*Description of the task*:
Please write out all the rows below word for word, and leave out the pictures.
# START OF Provided data
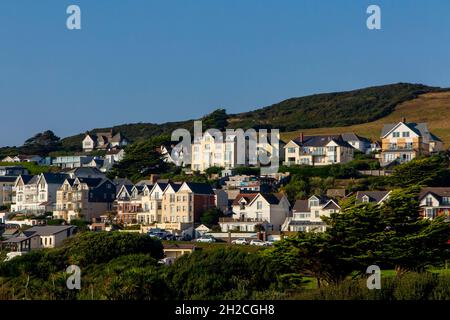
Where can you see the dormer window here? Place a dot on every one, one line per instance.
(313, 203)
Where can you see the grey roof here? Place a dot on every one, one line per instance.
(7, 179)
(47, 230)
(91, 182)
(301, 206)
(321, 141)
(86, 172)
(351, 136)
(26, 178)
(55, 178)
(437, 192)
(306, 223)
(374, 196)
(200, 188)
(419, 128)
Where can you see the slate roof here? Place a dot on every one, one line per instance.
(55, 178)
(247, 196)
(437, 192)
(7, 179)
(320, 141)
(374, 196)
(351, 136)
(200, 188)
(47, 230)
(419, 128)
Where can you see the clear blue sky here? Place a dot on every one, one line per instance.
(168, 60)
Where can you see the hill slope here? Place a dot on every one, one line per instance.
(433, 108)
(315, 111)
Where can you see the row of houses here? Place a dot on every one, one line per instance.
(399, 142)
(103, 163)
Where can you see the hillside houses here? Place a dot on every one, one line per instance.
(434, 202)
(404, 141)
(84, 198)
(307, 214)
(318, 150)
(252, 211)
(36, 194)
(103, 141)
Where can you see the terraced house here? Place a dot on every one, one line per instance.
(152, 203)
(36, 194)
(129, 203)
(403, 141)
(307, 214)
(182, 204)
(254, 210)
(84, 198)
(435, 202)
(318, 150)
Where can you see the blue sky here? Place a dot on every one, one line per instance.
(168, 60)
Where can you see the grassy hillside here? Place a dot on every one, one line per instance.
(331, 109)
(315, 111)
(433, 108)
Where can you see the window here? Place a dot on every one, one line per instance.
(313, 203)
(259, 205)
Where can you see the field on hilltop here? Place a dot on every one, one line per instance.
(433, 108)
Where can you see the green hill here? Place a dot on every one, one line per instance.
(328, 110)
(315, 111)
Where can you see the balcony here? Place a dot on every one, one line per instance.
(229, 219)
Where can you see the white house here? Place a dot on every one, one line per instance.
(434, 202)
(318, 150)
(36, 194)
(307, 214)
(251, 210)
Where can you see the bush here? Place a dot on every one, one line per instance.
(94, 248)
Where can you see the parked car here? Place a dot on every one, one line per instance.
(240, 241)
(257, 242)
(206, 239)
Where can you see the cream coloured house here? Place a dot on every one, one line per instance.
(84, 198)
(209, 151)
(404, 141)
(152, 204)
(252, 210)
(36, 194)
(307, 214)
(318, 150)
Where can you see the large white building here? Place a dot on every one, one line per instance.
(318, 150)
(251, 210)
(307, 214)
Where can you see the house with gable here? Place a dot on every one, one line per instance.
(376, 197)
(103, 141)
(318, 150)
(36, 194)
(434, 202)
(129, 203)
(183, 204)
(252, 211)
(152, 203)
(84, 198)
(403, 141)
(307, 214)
# END OF Provided data
*Output for this exercise*:
Where can you see the dormer window here? Place a dot on every one, one line per instance.
(313, 203)
Where can you see the grey roof here? Place a dot on every one, one line per instance.
(7, 179)
(47, 230)
(91, 182)
(301, 206)
(321, 141)
(86, 172)
(351, 136)
(26, 178)
(55, 178)
(437, 192)
(306, 223)
(374, 196)
(200, 188)
(419, 128)
Where can you see the slate roof here? Place a dot on every one, one line per instance.
(55, 178)
(247, 196)
(437, 192)
(7, 179)
(320, 141)
(374, 196)
(351, 136)
(200, 188)
(47, 230)
(419, 128)
Where can you see the clear blue sky here? Place a dot on every one, one line per instance.
(168, 60)
Where can you see the hill slope here? Place a dot on every one, one line per instance.
(433, 108)
(315, 111)
Where can you see the row of houses here? Place a dot on every one, one line per instance.
(399, 142)
(103, 163)
Where can you see the hillside houses here? Place a dot on every one, one line per instance.
(434, 202)
(404, 141)
(84, 198)
(307, 214)
(318, 150)
(252, 211)
(36, 194)
(103, 141)
Where can you see the terraced house here? Place a dot on every one, one line per instance.
(152, 203)
(36, 194)
(129, 203)
(403, 141)
(307, 214)
(182, 204)
(254, 210)
(84, 198)
(435, 202)
(318, 150)
Where can you see the blue sky here? Place a dot on every one, one line per instance.
(168, 60)
Where can you see the grassy hillside here? Place a dot on every one, one line per instance.
(331, 109)
(315, 111)
(433, 108)
Where can you see the window here? Place a dot on every one, one line per instance.
(313, 203)
(259, 205)
Where can you see the field on hilltop here? Place a dot on every one, one line per instance.
(433, 108)
Where can you see the green hill here? Place a dot on every one, one line per instance.
(328, 110)
(315, 111)
Where can you see the balcony here? Place a dot on every one, one line per instance.
(229, 219)
Where can you see the white house here? Place a dot on every one, one line per instance.
(434, 202)
(318, 150)
(36, 194)
(307, 214)
(251, 210)
Where can you see the bush here? Place a dot on every one, one line per instance.
(94, 248)
Where can you see the parked car here? Place a dot on every one, one line per instance.
(240, 241)
(257, 242)
(206, 239)
Where can you see the cream coloured house here? Place a dot on every one, one line per instance.
(84, 198)
(209, 151)
(404, 141)
(152, 204)
(252, 210)
(36, 194)
(307, 214)
(318, 150)
Where can you see the large white building here? Place a dot on every one, one line per instance.
(318, 150)
(251, 210)
(307, 214)
Where can you see the house with gable here? Place a dot on every one, one line per instance.
(376, 197)
(103, 141)
(318, 150)
(36, 194)
(434, 202)
(129, 203)
(183, 204)
(252, 211)
(152, 203)
(84, 198)
(403, 141)
(307, 214)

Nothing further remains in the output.